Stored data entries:

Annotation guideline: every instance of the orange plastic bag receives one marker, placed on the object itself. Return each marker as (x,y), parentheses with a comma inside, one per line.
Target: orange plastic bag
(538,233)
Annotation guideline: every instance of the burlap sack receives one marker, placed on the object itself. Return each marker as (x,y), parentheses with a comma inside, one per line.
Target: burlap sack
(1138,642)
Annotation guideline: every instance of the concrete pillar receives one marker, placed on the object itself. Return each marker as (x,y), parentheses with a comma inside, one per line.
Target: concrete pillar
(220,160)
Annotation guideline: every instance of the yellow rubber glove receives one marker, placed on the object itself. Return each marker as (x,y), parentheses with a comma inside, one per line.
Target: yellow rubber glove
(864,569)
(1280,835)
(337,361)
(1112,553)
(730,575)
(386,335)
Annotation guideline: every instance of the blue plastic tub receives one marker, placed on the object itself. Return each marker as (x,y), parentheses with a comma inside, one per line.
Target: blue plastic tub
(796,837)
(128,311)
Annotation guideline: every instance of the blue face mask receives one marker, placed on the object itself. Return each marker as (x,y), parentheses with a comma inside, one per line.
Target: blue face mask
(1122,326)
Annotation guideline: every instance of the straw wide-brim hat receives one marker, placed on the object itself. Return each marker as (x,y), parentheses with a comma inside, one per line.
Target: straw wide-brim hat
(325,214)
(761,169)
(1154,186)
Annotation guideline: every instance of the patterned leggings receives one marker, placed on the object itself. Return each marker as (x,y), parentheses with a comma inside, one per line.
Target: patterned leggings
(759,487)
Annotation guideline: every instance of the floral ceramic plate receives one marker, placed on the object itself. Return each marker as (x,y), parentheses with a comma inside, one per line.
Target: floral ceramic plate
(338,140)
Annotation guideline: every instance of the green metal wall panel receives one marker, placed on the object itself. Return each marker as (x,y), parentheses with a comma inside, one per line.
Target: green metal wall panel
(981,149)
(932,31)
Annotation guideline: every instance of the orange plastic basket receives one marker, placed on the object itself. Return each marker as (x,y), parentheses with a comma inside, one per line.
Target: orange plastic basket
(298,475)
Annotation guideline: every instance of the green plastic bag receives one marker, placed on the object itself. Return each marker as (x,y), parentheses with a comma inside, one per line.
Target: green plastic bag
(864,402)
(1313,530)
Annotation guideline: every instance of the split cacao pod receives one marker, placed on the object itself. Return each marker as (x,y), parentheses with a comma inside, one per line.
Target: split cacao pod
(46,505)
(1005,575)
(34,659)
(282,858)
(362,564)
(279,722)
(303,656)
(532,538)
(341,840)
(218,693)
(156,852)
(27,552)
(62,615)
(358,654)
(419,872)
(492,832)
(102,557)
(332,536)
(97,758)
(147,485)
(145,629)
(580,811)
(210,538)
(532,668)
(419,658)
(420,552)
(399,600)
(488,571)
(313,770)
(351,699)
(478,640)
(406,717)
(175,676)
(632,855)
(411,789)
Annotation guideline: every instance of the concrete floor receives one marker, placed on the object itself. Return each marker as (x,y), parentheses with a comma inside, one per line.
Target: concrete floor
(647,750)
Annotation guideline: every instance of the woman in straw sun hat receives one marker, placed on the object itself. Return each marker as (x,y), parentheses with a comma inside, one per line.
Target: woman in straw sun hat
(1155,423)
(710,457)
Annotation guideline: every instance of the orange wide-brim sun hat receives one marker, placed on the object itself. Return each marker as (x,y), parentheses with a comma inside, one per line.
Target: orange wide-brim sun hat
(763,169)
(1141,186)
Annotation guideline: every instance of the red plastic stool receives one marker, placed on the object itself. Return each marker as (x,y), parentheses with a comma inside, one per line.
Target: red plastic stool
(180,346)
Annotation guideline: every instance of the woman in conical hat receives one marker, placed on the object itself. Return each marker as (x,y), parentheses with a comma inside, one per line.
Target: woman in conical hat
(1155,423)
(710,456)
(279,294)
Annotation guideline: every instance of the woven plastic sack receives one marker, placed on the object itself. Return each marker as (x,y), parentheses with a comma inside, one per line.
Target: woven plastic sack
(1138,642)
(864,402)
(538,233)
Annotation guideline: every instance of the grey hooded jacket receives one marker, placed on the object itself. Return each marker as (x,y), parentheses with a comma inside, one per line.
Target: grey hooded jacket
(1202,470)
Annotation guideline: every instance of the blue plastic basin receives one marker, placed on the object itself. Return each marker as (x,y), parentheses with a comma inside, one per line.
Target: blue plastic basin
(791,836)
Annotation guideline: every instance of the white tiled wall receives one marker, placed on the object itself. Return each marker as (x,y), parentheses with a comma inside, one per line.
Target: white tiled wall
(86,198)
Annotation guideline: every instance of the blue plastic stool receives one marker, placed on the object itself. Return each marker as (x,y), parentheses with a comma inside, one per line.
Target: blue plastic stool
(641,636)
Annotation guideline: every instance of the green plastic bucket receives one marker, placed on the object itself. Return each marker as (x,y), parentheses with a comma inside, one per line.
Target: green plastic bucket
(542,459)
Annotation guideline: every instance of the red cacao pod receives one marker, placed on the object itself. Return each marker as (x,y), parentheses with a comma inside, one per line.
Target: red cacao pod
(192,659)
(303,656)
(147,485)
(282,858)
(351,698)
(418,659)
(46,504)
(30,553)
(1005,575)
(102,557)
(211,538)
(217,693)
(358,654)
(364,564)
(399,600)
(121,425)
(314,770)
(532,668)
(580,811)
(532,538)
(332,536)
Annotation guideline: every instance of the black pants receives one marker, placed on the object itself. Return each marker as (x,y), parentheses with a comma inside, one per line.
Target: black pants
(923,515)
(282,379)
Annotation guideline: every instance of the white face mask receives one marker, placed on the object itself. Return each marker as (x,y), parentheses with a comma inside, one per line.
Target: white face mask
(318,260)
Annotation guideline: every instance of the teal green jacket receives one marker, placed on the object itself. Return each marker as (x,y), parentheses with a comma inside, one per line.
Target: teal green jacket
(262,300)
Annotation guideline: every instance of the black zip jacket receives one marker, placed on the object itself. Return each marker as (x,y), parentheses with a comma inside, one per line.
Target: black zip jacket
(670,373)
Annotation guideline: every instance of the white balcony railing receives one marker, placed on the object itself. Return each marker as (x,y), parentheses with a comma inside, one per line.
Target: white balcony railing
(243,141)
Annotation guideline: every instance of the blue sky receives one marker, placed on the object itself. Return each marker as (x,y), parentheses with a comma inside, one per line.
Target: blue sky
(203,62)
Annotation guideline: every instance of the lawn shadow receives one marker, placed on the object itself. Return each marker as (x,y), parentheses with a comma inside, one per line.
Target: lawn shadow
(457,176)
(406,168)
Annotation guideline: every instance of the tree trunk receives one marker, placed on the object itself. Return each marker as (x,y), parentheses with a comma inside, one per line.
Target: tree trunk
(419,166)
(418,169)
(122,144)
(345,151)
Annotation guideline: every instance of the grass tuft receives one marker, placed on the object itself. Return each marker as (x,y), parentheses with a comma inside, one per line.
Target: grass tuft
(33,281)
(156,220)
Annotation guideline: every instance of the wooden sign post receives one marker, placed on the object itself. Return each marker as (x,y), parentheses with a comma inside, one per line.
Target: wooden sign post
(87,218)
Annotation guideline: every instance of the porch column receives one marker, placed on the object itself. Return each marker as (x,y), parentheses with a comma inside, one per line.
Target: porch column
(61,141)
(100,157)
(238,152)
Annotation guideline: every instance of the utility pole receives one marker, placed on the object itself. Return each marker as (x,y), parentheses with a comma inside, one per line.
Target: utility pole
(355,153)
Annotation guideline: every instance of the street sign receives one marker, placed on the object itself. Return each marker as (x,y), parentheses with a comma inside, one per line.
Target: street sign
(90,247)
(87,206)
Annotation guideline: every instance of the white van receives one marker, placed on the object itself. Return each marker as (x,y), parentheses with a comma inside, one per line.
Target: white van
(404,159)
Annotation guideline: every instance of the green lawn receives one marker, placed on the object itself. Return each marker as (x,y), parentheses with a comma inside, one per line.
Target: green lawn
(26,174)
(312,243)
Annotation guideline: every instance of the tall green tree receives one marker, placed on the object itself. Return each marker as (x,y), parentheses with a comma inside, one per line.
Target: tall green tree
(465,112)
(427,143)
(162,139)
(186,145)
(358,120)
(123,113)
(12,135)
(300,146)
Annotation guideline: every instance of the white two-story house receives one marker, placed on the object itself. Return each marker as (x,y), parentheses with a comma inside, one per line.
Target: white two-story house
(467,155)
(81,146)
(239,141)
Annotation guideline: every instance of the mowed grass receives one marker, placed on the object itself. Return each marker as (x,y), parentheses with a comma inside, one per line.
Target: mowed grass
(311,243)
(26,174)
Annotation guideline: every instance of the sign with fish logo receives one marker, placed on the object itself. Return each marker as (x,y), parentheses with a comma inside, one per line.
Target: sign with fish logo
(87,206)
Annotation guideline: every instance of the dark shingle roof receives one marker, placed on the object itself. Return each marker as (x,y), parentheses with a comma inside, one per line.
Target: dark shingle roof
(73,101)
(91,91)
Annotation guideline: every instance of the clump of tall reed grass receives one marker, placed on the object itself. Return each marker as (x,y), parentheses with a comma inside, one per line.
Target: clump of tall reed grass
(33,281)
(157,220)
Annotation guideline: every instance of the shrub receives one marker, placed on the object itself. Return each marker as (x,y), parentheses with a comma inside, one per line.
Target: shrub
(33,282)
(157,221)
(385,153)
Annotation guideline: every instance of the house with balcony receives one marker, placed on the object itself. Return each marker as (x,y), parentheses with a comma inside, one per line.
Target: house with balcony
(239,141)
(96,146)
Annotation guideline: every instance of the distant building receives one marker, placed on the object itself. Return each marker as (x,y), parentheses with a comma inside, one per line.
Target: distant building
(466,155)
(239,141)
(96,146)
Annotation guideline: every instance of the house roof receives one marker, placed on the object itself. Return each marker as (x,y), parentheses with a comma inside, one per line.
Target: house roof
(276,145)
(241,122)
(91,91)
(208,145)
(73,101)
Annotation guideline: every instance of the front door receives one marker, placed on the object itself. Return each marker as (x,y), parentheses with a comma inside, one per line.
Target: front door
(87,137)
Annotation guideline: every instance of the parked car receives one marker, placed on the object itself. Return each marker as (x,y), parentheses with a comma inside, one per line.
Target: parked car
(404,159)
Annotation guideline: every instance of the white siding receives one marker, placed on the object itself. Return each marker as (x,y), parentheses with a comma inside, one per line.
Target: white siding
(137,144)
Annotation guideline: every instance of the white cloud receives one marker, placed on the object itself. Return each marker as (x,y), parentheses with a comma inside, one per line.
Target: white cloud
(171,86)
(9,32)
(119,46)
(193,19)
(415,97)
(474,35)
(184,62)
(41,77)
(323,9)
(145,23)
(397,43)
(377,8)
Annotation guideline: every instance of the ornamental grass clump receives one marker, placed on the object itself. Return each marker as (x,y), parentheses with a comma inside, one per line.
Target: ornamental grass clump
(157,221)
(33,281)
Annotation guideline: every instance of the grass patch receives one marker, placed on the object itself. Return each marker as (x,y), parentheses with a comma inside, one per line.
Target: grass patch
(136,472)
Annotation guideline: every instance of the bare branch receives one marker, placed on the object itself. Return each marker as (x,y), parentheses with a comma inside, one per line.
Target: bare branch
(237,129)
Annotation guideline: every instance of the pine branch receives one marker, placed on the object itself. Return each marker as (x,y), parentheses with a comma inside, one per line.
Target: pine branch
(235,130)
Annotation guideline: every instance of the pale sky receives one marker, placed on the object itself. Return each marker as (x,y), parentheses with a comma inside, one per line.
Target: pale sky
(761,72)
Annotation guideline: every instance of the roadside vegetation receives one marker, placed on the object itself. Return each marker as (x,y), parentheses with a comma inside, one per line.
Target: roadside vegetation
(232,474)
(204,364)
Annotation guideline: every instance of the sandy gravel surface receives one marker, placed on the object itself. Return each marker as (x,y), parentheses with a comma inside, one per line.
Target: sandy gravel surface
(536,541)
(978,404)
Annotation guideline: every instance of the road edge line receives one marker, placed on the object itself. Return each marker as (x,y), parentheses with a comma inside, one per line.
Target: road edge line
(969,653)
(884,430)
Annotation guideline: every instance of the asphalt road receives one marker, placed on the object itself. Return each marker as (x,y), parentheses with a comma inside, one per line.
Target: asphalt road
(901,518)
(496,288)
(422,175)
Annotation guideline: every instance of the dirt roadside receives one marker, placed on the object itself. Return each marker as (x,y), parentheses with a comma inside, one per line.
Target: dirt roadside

● Task to complete:
Copy each line above containing the string "dirt".

● Response to this exercise:
Annotation guideline: every instance of the dirt roadside receives one marker, placed on the object itself. Return each marker as (x,y), parentheses with a comma inside, one per line.
Target: dirt roadside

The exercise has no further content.